→ **Problem**: Going down the listing below, print exactly each line from the one with "Target: freshly paved asphalt" up to and including the one with "Exercise. Put one marker on every instance of the utility", and skip the rest.

####################

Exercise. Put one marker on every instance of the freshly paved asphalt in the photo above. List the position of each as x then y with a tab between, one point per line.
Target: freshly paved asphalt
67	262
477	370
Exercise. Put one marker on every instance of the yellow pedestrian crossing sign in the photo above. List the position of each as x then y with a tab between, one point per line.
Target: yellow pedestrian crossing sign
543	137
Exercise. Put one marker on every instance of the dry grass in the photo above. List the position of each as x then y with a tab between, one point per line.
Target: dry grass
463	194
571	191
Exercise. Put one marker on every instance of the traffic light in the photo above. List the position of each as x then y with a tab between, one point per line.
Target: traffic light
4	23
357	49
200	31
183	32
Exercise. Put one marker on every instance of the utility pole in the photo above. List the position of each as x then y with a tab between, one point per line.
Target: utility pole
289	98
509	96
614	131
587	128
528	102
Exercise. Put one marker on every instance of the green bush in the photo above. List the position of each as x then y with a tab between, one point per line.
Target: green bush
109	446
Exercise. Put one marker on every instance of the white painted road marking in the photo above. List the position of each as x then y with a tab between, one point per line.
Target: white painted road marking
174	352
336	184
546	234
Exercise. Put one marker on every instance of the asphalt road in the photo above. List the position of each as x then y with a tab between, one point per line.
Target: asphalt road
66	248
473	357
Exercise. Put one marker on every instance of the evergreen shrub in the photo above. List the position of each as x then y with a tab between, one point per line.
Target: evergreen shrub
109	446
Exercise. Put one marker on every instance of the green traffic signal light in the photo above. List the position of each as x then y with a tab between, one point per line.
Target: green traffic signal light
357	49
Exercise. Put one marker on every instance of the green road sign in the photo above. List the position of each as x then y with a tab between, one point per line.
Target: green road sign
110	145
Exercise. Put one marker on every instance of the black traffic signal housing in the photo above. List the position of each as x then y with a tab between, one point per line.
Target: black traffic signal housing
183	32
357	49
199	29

####################

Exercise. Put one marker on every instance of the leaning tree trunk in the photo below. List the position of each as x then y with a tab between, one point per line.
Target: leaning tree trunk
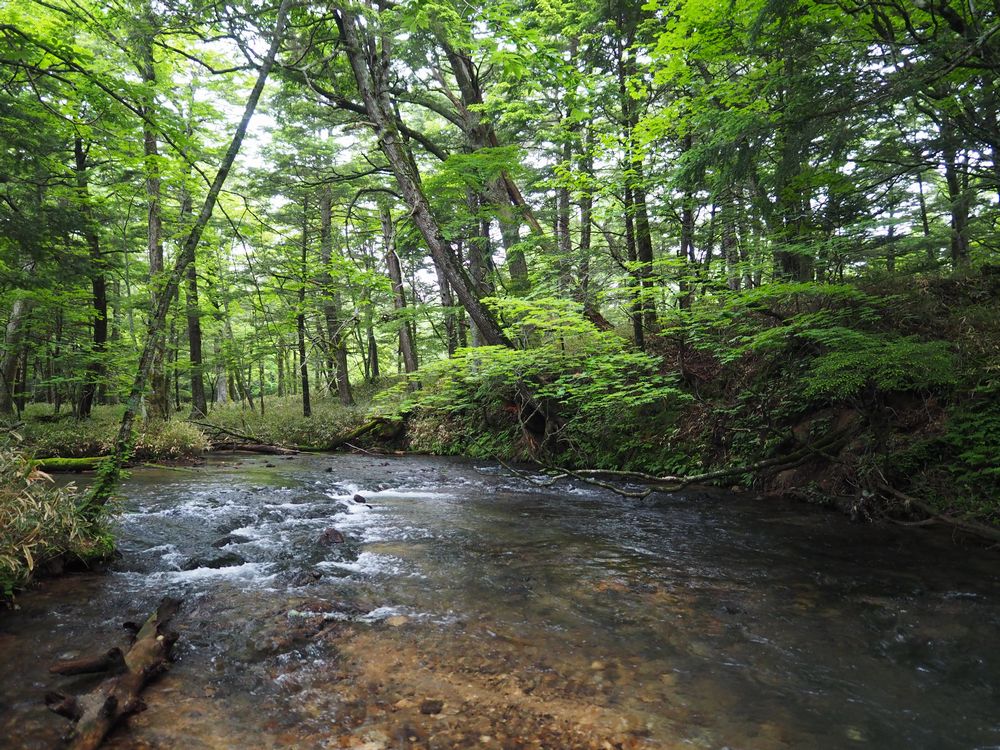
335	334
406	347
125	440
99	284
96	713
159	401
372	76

####################

→ **Finished exercise**:
Target: freshly paved asphalt
67	262
477	370
Exercise. Put one marker on every instance of the yellow pedestrian crossing sign in the photo above. List the position of each as x then y with a tab between, one point per line.
Target: yellow pedestrian crossing sign
543	137
Exercise. Put one marker on every instance of the dry grass in the photo above. List the position of each as x then y with a tab between, one point per line.
Target: dry grass
463	194
571	191
Exercise. Put one marker on every instance of the traffic light in the photo above. List the position of each as x then y with a tab between, one point per line.
Target: traffic light
4	23
357	49
200	31
183	32
Exercise. Put one marker on every instance of the utility pole in the photo above. List the position of each as x then y with a tab between, one point per line.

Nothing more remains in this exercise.